* GIVEN PROBLEM: Rescale the lines from the one containing "Target: dragonfly abdomen" through the end of the records, and reproduce only those lines with the requests kept in. Multiply each point coordinate in the answers by 2.25 and round to whole numbers, rounding halves up.

Collected data entries
# # # # # # #

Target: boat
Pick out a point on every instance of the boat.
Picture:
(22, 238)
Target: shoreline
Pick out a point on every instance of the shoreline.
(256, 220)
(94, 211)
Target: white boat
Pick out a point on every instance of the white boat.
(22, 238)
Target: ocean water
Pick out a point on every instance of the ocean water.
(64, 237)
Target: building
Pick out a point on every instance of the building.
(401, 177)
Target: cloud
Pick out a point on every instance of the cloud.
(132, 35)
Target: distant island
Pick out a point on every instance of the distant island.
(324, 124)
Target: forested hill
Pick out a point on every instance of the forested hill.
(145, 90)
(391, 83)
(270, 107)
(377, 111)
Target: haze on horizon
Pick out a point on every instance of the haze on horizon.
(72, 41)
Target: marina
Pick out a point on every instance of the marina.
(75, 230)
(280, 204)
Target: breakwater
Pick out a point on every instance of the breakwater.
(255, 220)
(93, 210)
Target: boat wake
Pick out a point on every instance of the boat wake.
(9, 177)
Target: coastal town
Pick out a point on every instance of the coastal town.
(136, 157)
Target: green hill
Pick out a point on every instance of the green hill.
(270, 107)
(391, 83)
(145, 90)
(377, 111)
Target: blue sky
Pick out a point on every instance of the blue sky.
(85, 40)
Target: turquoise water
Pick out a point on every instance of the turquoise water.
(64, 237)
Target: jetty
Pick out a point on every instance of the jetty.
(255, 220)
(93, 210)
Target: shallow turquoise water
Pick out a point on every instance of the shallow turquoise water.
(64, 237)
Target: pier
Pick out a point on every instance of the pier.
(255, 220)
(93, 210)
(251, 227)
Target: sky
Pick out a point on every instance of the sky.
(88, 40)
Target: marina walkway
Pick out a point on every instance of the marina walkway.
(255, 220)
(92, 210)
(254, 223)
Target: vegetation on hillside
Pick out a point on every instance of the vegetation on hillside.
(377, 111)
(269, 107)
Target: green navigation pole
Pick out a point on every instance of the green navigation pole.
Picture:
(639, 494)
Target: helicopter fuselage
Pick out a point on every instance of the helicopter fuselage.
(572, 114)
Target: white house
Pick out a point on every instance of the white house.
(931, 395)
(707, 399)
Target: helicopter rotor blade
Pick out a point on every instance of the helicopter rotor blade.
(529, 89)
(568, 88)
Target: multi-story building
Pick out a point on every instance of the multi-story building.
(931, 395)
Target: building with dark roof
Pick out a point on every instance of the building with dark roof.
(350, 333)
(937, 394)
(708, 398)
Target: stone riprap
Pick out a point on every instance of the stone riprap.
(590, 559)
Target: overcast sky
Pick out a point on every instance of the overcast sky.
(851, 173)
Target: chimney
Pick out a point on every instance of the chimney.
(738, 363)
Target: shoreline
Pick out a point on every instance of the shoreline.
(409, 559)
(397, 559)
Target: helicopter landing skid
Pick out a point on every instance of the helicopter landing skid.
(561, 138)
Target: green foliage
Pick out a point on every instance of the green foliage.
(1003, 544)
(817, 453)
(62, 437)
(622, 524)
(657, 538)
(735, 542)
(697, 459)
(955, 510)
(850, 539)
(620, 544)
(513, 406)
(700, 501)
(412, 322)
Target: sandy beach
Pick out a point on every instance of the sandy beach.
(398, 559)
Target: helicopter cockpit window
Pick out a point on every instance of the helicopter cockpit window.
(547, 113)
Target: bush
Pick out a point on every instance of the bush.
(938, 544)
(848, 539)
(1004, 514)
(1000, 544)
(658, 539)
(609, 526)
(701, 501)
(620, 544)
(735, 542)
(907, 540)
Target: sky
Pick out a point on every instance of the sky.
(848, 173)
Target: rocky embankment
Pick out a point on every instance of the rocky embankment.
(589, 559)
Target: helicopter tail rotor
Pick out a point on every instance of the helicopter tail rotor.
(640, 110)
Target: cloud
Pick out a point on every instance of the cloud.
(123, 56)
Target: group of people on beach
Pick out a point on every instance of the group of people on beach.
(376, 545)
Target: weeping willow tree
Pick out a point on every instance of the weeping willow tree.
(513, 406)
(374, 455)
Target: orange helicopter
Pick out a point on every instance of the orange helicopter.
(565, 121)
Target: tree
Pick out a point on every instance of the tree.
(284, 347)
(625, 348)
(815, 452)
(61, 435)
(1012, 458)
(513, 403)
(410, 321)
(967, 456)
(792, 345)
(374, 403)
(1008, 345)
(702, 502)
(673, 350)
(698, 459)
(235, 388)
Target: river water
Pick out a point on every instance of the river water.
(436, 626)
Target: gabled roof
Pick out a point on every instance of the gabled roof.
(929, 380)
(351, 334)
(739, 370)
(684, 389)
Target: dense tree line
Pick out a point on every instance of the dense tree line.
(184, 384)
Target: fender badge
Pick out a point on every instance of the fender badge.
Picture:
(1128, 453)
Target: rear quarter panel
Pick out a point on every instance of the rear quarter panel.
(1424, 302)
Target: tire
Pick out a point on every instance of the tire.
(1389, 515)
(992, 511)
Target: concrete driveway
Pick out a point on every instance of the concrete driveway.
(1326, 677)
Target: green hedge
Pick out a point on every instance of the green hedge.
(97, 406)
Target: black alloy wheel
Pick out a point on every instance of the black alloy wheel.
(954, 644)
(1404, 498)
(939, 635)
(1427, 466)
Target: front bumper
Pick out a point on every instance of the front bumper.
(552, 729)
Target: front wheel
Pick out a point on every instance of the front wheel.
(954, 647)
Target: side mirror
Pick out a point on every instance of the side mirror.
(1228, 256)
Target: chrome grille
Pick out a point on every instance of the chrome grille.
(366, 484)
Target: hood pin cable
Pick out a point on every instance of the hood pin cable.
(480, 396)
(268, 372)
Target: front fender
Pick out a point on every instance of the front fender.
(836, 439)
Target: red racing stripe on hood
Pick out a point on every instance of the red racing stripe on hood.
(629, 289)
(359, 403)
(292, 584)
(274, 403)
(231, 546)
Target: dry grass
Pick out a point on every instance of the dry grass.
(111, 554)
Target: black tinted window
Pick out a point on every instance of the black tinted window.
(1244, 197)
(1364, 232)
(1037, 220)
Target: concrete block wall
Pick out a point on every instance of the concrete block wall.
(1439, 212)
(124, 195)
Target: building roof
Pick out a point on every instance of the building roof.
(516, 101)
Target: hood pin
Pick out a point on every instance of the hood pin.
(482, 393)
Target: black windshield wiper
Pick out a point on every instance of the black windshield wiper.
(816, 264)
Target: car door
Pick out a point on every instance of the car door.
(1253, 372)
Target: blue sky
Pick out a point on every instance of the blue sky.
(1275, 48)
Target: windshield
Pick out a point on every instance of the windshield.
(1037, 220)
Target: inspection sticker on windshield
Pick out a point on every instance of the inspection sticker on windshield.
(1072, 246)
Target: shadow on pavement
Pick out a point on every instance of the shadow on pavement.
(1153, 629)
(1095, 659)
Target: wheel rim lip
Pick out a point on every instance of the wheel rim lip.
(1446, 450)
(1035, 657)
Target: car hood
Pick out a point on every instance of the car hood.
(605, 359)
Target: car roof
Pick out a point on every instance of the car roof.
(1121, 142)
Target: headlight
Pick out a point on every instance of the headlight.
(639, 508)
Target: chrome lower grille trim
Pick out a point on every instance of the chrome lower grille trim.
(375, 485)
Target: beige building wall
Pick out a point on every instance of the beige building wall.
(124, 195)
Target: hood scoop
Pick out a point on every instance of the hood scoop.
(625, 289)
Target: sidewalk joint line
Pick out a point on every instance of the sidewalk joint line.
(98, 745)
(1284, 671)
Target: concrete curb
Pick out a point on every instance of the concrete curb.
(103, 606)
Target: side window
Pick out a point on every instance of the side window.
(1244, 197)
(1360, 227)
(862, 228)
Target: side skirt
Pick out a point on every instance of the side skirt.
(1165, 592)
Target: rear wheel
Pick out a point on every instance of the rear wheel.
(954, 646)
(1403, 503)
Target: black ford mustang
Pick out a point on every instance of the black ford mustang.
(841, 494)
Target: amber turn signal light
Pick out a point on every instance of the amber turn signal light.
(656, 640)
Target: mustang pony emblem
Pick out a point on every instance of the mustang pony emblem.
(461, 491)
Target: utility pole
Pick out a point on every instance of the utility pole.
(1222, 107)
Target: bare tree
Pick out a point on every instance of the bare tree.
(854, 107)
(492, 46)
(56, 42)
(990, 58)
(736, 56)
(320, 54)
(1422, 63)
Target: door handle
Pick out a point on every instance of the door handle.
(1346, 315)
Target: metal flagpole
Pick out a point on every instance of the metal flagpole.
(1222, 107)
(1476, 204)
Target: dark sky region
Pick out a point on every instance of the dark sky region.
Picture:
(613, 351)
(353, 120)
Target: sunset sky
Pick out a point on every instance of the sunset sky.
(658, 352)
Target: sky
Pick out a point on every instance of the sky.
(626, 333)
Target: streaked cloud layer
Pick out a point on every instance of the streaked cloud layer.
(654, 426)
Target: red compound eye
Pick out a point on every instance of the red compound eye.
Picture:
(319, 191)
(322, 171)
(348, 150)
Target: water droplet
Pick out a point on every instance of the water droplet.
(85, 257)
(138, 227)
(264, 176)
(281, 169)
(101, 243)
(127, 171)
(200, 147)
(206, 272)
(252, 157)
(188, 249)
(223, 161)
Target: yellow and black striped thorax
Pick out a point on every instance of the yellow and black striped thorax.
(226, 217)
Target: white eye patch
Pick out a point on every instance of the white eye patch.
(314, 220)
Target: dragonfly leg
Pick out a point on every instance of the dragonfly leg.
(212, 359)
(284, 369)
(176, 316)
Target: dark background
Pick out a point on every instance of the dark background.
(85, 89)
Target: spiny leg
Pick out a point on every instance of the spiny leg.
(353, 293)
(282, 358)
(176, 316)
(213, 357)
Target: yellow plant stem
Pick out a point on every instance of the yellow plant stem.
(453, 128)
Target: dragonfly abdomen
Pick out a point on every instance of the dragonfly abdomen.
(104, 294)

# # # # # # #

* EXERCISE SOLUTION:
Target: dragonfly abdomen
Pick out a point on every instance of the dragonfly abdomen.
(234, 662)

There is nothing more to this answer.